_Short task_
Copy out verbatim the lines of the data below, starting with the line that contains "Indicate the cluster" and continuing through the last line of the data, both ends included.

_Extracted material_
------------------------
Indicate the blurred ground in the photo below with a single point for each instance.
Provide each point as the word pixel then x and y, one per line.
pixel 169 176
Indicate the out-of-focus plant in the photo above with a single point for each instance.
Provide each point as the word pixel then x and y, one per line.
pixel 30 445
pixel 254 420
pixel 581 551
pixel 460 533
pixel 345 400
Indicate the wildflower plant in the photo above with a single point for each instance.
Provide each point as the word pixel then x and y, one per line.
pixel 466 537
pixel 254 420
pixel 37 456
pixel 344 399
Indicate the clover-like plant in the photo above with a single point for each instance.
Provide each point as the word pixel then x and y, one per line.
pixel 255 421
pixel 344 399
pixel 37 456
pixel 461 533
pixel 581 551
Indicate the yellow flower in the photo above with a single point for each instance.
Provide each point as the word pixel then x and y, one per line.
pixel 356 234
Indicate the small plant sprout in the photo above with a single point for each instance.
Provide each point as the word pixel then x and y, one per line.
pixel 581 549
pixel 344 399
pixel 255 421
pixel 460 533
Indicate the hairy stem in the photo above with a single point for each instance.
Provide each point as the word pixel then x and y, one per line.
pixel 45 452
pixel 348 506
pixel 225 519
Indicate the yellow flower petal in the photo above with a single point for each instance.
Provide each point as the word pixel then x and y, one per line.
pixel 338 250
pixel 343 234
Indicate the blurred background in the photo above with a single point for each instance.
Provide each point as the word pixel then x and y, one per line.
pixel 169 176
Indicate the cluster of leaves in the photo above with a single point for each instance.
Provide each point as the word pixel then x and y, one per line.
------------------------
_Solution to this task_
Indicate the cluster of leaves in the photo above with a single point for each instance.
Provide each point as the word pixel then x and y, one per line.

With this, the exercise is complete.